For example, in her critique of a Brookings article on net metering, Lisa Wood, a nonresident Senior Fellow at Brookings and lead at the Institute for Electricity Innovation, noted: “In reviewing NEM studies, Muro and Saha [authors of the original Brookings article] chose to focus on a handful of studies that show that net metering results in a benefit to all customers, to the exclusion of studies showing the opposite.”
A good example of Wood’s critique is the ongoing citation of a cost-benefit report that the firm E3 conducted for the Nevada Utility Commission. Wood explains, “[t]he original report came out in 2013, but very soon after the study was published, the cost assumptions for the base-case scenario—which showed a net benefit of $36 million to non-NEM customers (assuming $100 per MWh for utility- scale solar)—were found to be incorrect, completely reversing the conclusion. In E3’s updated report, issued in 2016, the original $36 million net benefit associated with NEM for private rooftop solar turned into a $222 million cost to non-NEM customers when utility-scale solar was priced at $80 per MWh.” Yet, despite the update based on verifiable cost data, the 2013 report is still touted by proponents of net metering. This particular case speaks to a larger point in that studies of benefit and costs should follow best analytic practices, be current, and not subject to preconceived outcomes. As a result, state policymakers should consider and acknowledge these attributes when evaluating different cost-benefit studies.
Matching Policy Goals with Policy Tools
Perhaps the biggest question when it comes to a cost-benefit analysis is: When should it be used? The answer is only in combination with other methods of evaluation. A policy may provide net benefits but be constructed in such a way that more effective or more efficient methods are overlooked. For example, does encouragement of net metering result in the net improvement of grid reliability less expensively than other grid enhancements?
It is important to remember that net metering itself is not a public policy objective. It is a mechanism to achieve a specific policy goal – in this case, a subsidy to incent private solar development. After more than a decade of this subsidy (when set on retail rates), review is needed to determine whether this is the right policy going forward. Policymakers and regulators are tasked with deciding policy objectives. For energy and electricity issues, those objectives might be lower prices, reduction in carbon emissions, improvements in reliability, or greater penetration of renewable energy. In each of these cases, policymakers should ask themselves: what is the lowest cost, most efficient, and most equitable method to achieve the desired end goal?

SUPPLIED INFORMATION:
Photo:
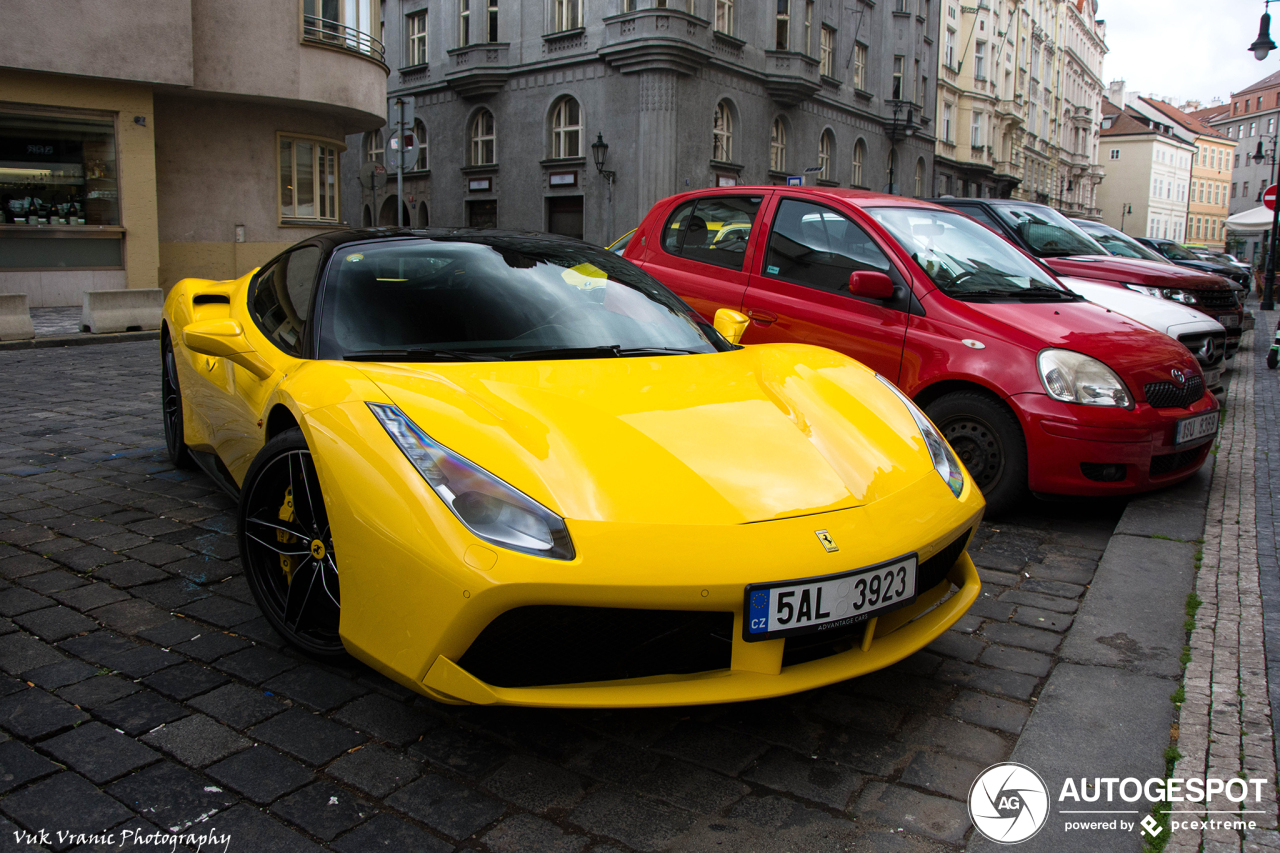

WHAT TO DO:
**a.** Translate this sentence from the net metering text into Spanish: "It is important to remember that net metering itself is not a public policy objective."
**b.** List every possible energy and electricity policy objective that the net metering text names.
**c.** Write a continuation of the net metering text, beginning after its final sentence.

RESULTS FOR THE EXERCISE:
**a.** Es importante recordar que la medición neta en sí misma no es un objetivo de política pública.

**b.**
- Lower prices
- Reduction in carbon emissions
- Improvements in reliability
- Greater penetration of renewable energy

**c.**
If the policy goal is to simply encourage solar energy development at any cost, policymakers should heed the warnings of Richard Schmalensee. Schmalensee, the Howard W. Johnson Professor of Management Emeritus and Professor of Economics Emeritus at MIT and former director of the MIT Center for Energy and Environmental Policy Research, spoke to this point in his comments to DOE in response to a Request for Information on net metering. In 2015, he directed MIT’s multidisciplinary study The Future of Solar Energy, to “assess solar energy’s current and potential competitive position and to identify changes in U.S. government policies that could more efficiently and effectively support the industry’s robust, long-term growth.” He made two points relevant to the costs and benefits of NEM. First, although distributed (or residential) solar energy can bring benefits to homeowners and communities, it is not the most economically efficient way to achieve environmental goals – it costs too much for the benefits delivered. Second, compensating NEM customer generators with retail rates, widely used by states as an incentive to increase deployment of residential solar, presents serious equity problems – it is unfair because it overcompensates these customers for the benefits they deliver while simultaneously allowing them to bypass charges to use the distribution and transmission systems. The bottom line is that retail rate NEM is outdated and the most costly and inefficient means to encourage solar development; hence, its use actually impedes solar growth.
Meter Aggregation
Aggregate (or sometimes called virtual) net metering allows customers with multiple electric meters within a single utility's service territory to offset consumption at multiple locations using a single generation source. For example, aggregate net metering allows a farmer to use net metering credits from a single renewable energy system to offset the consumption measured at multiple meters on the farmer’s various properties.
At least 17 states have authorized aggregated net metering, including Arkansas and California, two of the states included here. Overly liberal and improperly limited aggregation policies are a significant threat to the long-standing regulatory compact between regulators, customers, and utilities. Net metering is for customer-generators that built systems meant to offset all or part of their consumption – not to build and aggregate systems that are oversized and designed to take advantage of retail rate compensation to the detriment of other, non-generating customers.
States have placed specific requirements on aggregated net metering systems based on customer type including agricultural or non-profit or government facilities versus private ownership. It is typically limited to single customers although a very few states allow multiple customers to join forces.
States vary in the specifics of what is allowed and not allowed, including size and geographic proximity. Typically, meters must be located on a single or adjacent owned property, although a few states allow aggregation across multiple locations anywhere within the utility service territory.
Recent State Level Activity: States in Focus
State regulators and legislators interested in moving beyond traditional 1:1 retail rate net metering have several recent (and quality) examples from which to choose. Below we try to draw lessons from a select group of states and lay out some of the policy pathways that can be explored in an effort to find more equitable compensation of net metering.
A state-level discussion of net metering reform efforts is crucial information for policymakers and regulators as such efforts provide important exemplars of the recognition that existing NEM policies are no longer serving all customers. Table 3 summarizes the net metering metrics in our focus states. These six were selected to represent the entire spectrum of NEM policies, from aggressive support to tempering tolerance for retail net metering. In Table 3, “implied cost subsidy” (column 5) is calculated as the difference between the state’s average wholesale energy and retail bundle price, while the actual cost subsidy (column 6) is calculated as the difference between net energy metering buyback rate (or feed-in tariff) and average wholesale energy, expressed as a percent of the retail rate.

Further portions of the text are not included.